[GOAL OF THE EXERCISE]
Beneath this line is the data. Output exactly the lines from the line with "of the rice" to the line with "the wooden water", both ends included, and nothing more.

*** DATA RECORDS ***

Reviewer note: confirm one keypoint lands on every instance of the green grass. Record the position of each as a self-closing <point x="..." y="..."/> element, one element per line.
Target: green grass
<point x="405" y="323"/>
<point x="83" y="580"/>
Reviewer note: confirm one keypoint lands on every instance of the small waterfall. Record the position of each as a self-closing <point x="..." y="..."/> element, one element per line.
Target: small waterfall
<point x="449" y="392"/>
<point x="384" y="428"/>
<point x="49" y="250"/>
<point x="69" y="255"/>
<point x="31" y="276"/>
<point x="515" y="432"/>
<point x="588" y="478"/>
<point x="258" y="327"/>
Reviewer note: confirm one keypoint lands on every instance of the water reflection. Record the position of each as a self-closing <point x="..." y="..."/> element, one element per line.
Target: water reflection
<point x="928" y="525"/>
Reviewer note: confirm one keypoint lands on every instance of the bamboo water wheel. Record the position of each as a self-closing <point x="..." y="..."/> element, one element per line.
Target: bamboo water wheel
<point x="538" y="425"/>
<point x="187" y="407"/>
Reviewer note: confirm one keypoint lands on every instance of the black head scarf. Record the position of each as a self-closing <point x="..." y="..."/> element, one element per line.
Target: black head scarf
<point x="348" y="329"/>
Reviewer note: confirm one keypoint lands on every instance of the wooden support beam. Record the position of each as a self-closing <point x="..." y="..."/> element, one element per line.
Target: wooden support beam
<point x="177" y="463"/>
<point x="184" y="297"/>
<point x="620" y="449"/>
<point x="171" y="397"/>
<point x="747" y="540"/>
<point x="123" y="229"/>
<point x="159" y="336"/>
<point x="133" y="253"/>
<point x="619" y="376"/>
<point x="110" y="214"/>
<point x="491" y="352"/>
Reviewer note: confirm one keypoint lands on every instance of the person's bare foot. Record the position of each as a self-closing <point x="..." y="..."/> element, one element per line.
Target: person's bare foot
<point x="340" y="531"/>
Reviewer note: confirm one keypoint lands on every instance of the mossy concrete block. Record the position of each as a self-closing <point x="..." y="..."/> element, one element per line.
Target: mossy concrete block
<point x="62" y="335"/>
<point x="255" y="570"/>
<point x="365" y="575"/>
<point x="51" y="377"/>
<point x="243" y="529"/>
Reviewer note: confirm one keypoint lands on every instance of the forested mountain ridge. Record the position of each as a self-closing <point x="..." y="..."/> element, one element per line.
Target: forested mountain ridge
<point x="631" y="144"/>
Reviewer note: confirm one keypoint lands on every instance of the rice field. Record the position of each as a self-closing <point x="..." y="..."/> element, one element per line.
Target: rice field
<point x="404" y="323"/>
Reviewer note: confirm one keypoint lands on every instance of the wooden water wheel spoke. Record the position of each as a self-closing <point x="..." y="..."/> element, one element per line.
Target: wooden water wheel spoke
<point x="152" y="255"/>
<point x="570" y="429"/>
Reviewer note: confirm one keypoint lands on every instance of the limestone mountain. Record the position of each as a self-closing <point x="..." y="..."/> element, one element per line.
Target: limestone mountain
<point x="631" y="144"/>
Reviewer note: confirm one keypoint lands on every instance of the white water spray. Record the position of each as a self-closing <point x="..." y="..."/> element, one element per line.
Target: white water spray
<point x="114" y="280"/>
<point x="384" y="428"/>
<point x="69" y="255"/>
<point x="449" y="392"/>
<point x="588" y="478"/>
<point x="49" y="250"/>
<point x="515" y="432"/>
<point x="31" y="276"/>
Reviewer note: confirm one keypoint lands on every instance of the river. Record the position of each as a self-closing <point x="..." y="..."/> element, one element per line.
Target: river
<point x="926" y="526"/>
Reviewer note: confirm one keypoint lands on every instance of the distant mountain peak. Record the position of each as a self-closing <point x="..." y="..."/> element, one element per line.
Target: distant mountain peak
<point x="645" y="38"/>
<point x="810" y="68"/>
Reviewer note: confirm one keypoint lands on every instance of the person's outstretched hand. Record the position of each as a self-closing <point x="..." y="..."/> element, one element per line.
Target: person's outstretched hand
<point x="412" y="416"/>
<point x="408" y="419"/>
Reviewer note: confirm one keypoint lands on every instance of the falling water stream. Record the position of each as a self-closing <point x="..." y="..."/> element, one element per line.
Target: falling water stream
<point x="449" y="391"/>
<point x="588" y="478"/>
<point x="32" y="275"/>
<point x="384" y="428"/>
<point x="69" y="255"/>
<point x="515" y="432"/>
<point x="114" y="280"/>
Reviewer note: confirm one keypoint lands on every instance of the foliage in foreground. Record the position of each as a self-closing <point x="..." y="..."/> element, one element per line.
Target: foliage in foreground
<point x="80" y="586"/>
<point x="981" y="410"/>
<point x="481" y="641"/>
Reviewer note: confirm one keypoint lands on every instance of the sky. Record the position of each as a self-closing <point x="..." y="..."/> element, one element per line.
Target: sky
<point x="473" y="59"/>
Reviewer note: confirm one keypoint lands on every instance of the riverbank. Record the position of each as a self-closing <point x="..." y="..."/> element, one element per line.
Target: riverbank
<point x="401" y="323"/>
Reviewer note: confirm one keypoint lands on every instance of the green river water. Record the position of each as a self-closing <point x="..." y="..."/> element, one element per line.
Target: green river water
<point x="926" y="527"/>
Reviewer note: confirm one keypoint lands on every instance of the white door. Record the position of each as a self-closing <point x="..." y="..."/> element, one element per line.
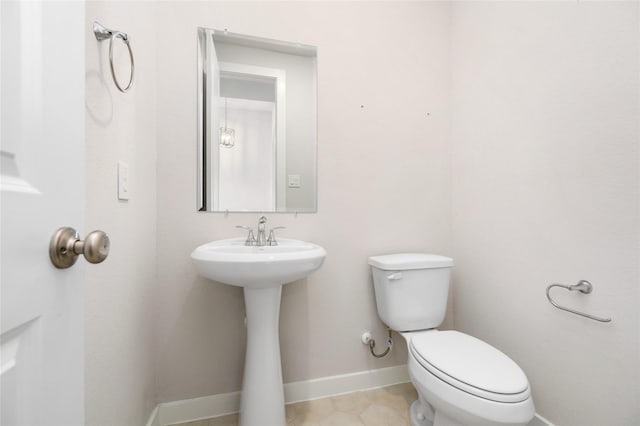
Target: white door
<point x="41" y="188"/>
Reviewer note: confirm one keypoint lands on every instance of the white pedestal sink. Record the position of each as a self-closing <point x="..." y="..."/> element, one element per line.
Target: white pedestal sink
<point x="261" y="271"/>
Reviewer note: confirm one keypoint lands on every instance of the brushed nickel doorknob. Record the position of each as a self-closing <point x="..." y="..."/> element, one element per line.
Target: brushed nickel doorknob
<point x="66" y="245"/>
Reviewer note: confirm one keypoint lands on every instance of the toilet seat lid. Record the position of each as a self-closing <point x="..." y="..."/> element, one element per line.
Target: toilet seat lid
<point x="470" y="365"/>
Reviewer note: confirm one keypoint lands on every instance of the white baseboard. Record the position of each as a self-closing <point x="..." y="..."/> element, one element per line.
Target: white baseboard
<point x="205" y="407"/>
<point x="538" y="420"/>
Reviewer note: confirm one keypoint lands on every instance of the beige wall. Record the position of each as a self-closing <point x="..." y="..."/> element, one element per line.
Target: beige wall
<point x="545" y="189"/>
<point x="120" y="294"/>
<point x="391" y="58"/>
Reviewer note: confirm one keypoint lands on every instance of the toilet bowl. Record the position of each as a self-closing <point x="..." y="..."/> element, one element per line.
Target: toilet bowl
<point x="461" y="380"/>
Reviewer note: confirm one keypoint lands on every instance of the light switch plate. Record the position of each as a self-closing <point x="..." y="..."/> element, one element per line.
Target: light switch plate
<point x="123" y="181"/>
<point x="293" y="181"/>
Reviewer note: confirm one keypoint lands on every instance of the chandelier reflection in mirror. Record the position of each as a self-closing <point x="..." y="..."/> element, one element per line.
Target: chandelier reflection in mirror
<point x="227" y="136"/>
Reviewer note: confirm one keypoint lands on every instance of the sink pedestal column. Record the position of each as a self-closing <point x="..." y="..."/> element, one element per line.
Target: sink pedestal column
<point x="262" y="401"/>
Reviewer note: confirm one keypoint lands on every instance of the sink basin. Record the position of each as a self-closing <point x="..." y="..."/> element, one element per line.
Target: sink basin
<point x="261" y="271"/>
<point x="231" y="262"/>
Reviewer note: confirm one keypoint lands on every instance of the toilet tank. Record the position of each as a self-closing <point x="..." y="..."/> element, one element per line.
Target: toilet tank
<point x="411" y="289"/>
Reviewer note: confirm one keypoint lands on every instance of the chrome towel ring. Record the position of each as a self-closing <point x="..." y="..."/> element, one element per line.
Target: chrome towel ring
<point x="103" y="33"/>
<point x="583" y="287"/>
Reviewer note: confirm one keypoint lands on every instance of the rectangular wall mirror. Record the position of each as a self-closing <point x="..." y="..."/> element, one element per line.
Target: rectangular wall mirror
<point x="257" y="126"/>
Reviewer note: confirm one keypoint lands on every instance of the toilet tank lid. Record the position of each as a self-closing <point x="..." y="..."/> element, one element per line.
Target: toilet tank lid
<point x="404" y="261"/>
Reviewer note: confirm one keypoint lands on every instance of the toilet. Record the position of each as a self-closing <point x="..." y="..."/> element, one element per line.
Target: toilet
<point x="460" y="380"/>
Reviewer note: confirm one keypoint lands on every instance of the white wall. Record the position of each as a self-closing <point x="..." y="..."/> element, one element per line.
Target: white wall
<point x="545" y="189"/>
<point x="120" y="294"/>
<point x="383" y="184"/>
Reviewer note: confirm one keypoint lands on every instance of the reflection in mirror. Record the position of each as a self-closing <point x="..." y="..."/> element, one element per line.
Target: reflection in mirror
<point x="256" y="124"/>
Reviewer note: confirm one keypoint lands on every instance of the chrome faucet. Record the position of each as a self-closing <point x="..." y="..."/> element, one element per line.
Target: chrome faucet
<point x="261" y="239"/>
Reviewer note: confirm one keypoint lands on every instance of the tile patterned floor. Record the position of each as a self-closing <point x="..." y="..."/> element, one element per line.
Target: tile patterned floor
<point x="388" y="406"/>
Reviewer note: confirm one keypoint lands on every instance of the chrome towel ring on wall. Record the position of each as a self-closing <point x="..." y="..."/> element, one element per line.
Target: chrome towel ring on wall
<point x="583" y="287"/>
<point x="103" y="33"/>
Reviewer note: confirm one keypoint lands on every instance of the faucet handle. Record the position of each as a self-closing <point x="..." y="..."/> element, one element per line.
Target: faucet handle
<point x="271" y="241"/>
<point x="251" y="239"/>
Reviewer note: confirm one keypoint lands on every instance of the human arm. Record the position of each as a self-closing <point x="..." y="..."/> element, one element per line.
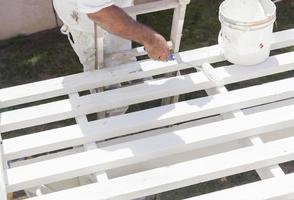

*** End of DATA RECORDS ***

[EXERCISE SOLUTION]
Reviewer note: confirm one keypoint lands on every instance of the rice field. Record the position of each as a self-closing <point x="..." y="..."/> element, one element per line.
Target: rice field
<point x="404" y="323"/>
Reviewer note: confirm one keypoint lands on every instance of the wooden water wheel spoke. Record the position of each as a self-closing <point x="..." y="..."/> element, one element per line.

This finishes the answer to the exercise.